### Texto de lectura:
━━━━━━━━━━━━━━━━
Vámonos con Fawcett, por Jaime Bedoya
Vámonos con Fawcett, por Jaime Bedoya
Jaime Bedoya

Su sonrisa halógena se anunciaba por lo menos una cuadra y media antes de llegar a las Galerías Persia, en la avenida Larco. Esa estampa con la cabeza inclinada disforzadamente hacia atrás para lucir sus rulos rubios asimétricos y traviesos, desordenaba en plena vía pública el volcánico metabolismo adolescente. Eso hacía inevitable acabar concentrado en ese desafiante y erguido punto de atención que honraba la textura sintética de su ropa de baño roja a la altura de su pulmón derecho. La foto era una invitación automática a explorar las iniciáticas formas manuales del amor.

Era 1979 y todos los mocosos estábamos enamorados del póster de Farrah Fawcett, la rubia de Los ángeles de Charlie. Queríamos ese afiche por obvias razones. Y queríamos otro, el de un mono sentado en un inodoro con un plátano en la mano [1], no sé por qué otras.

La foto había sido casi una casualidad. Cuando se tomó la imagen, en 1976, Farrah Fawcett era una desconocida. Aún no se había estrenado la serie que la haría famosa. El fotógrafo Bruce McBroom consideró que una foto provocadora podría servir para lanzar su imagen y para lo que por entonces, días pre-Internet, era un negocio redondo e impreso: vender pósters. El fotógrafo la buscó y le dijo: “Ponte un bikini”.
“No tengo”, dijo ella.

Se puso una ropa de baño entera que tenía en el clóset. La roja. Ella misma, sin usar un espejo, se hizo los rulos que siempre se hacía, se echó unas gotas de limón en el pelo para resaltar su luminosidad y, luego de que McBroom pusiera de fondo una manta mexicana que llevaba en su pick-up, ella sonrió y se hizo la luz.
El póster es considerado el más vendido en la historia, con más de doce millones de impresiones registradas.

La suma de su papel como la detective Jill Munroe en Los ángeles de Charlie, más su matrimonio con Lee Majors —el actor que encarnaba nada menos que a Steve Austin, el hombre nuclear—, hizo de Farrah una estrella global cuando la globalización aún ni se llamaba así.
━━━━━━━━━━━━━━━━
### Tarea:
Retoma el texto sobre el póster de Farrah Fawcett y continúalo después de su última oración.
━━━━━━━━━━━━━━━━
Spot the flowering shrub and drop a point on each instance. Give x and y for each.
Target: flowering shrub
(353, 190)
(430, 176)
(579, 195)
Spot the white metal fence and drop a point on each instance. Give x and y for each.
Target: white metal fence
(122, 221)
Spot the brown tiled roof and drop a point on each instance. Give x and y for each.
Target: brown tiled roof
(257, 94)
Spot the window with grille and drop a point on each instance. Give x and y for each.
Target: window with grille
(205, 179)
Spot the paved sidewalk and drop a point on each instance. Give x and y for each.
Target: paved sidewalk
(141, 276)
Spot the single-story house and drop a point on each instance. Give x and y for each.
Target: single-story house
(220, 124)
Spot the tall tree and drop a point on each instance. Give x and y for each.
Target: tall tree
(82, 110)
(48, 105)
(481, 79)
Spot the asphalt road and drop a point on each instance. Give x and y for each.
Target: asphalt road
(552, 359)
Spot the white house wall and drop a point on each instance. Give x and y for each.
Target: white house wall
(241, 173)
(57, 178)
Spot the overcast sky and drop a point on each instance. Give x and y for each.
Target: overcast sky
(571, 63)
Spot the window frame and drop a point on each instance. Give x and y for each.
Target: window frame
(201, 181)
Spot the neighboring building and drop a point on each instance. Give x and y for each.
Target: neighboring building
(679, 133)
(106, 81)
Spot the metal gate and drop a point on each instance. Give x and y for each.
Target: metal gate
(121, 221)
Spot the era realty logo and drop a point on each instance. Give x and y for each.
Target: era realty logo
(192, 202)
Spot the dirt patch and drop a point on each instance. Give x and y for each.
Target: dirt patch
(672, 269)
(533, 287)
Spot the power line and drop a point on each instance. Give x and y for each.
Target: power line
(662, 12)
━━━━━━━━━━━━━━━━
### Espacio de respuesta:
Para esa conquista bastaban su sonrisa, la cabellera que las chicas limeñas copiaban y que solo Silvia Pareja, amiga de mi hermana, pudo emular.  El póster era la cereza sobre el postre, un registro del deseo pegado en la pared.

Ella pasaría el resto de su carrera tratando de distanciarse de la imagen accidental de símbolo sexual que se había formado. Tras algunos papeles dramáticos, la atrapó un penoso y doloroso cáncer colorrectal que registró en un documental difícil de ver. Su muerte pasó ingratamente inadvertida en el 2009. Michael Jackson murió horas después que ella, acaparando por completo el foco de atención necrológica mundial.

Este febrero del 2017 en que Lima se derrite y las Galerías Persia son un casino al paso, Farrah Fawcett, digna señora, hubiera cumplido 70 años.

Su ropa de baño roja está en el Smithsonian Museum de Washington como parte de la colección de cultura popular norteamericana.

Su sonrisa, en un lugar difuso pero real donde la nostalgia, el pudor y el primer deslumbramiento siguen creyendo que ella sonreía solo para ti.

[1] El mono tenía una leyenda al pie: “Go bananas” (coloquialismo para “Vuélvete loco” ¿?).